— RECORDED INFORMATION —
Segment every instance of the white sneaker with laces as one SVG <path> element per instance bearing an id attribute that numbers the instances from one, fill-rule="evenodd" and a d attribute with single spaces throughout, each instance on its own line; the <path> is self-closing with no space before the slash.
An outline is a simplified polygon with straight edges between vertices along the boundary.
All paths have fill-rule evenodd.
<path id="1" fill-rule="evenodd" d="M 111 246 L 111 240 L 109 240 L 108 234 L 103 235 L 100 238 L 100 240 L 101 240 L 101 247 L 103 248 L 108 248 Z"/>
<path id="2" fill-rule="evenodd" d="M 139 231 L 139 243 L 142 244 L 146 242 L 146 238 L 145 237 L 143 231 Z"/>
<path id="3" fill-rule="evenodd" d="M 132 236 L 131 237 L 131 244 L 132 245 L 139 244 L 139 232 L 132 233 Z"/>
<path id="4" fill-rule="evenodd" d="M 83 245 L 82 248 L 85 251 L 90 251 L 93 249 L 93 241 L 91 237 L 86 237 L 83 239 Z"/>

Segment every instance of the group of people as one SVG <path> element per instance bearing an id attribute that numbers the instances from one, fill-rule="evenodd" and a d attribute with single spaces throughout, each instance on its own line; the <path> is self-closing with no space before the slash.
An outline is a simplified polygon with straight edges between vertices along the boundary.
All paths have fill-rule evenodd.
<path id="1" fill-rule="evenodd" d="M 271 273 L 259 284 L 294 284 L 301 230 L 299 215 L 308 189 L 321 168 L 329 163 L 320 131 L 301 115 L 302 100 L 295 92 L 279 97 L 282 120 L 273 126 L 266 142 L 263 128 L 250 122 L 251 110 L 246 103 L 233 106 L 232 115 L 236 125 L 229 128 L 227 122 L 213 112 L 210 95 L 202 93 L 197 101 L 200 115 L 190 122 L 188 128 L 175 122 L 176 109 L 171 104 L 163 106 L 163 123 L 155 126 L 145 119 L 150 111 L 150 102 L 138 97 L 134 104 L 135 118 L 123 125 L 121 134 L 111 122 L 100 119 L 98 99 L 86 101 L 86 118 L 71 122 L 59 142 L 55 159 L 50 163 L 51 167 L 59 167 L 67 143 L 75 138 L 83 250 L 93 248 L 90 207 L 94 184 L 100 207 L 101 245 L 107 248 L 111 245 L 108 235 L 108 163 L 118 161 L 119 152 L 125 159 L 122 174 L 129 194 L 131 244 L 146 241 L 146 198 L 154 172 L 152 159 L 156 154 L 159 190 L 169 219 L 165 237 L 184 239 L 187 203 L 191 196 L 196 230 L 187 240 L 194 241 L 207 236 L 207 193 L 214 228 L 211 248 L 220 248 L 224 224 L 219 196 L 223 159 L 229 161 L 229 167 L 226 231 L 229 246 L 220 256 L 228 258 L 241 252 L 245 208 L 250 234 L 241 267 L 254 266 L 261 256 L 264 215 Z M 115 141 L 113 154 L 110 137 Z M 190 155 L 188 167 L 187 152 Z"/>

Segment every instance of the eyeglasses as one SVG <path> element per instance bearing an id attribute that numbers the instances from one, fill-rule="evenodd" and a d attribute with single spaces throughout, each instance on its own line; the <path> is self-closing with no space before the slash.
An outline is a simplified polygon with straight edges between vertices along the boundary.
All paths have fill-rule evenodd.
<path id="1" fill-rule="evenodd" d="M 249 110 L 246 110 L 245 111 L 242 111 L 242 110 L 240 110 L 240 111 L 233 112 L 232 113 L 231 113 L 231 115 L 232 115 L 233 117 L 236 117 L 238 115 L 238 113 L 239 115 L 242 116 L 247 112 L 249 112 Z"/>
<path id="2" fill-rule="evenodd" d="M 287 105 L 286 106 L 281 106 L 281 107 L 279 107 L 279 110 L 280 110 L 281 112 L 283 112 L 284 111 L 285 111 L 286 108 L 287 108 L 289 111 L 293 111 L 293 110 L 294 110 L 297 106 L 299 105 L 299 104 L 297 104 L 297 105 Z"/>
* * *
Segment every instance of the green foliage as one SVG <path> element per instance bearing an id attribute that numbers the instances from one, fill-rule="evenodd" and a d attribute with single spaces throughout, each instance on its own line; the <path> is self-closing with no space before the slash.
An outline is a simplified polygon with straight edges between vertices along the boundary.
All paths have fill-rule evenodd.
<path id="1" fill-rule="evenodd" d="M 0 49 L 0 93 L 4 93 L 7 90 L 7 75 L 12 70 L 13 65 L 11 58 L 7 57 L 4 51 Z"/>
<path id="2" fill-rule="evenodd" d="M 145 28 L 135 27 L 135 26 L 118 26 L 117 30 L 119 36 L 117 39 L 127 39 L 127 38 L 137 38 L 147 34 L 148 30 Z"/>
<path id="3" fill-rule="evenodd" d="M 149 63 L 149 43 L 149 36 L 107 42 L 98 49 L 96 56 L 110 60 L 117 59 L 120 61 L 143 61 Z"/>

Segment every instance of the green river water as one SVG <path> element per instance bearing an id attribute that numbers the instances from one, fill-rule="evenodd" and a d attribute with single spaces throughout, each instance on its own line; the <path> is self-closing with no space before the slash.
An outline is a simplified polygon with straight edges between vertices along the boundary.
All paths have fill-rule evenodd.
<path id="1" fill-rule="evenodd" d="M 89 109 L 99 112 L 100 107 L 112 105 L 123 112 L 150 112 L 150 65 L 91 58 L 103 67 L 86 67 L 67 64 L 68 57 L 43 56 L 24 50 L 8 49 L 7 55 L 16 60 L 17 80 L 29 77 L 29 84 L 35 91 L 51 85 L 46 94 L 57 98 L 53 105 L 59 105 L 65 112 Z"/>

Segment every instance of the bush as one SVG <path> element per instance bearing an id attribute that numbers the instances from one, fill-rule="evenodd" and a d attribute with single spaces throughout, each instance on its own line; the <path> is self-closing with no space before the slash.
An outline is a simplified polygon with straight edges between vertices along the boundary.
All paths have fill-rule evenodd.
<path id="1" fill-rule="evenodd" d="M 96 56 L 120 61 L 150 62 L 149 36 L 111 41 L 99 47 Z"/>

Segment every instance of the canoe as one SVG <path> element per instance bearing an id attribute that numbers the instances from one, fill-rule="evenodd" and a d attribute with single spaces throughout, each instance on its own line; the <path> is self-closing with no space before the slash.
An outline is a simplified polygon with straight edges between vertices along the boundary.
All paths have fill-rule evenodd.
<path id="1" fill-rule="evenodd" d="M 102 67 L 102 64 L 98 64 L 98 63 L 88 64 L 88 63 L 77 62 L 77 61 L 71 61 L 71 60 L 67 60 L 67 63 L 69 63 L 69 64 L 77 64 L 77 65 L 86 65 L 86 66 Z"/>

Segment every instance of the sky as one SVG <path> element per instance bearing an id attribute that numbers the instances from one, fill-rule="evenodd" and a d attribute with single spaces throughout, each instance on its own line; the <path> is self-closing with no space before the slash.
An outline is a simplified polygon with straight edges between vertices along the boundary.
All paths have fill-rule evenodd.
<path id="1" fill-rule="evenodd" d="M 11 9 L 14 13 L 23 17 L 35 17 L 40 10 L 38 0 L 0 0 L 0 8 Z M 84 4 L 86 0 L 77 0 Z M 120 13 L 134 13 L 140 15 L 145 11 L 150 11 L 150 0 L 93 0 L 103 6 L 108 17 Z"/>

— TASK TO COMPLETE —
Can you reproduce, word for word, the lines of the listing that begin with the line containing "Segment every instance of the bush" and run through the line containing "96 56 L 120"?

— WRITTEN ANSWER —
Segment every instance of the bush as one SVG <path> element per instance bearing an id attribute that numbers the instances from one, fill-rule="evenodd" and a d attribute with single spaces throughout, each instance on its own line; the <path> is self-closing with no space before the slash.
An outline is a simplified polygon with straight edges between vertices along the boundary.
All paths have fill-rule evenodd.
<path id="1" fill-rule="evenodd" d="M 96 56 L 120 61 L 150 62 L 149 36 L 111 41 L 99 47 Z"/>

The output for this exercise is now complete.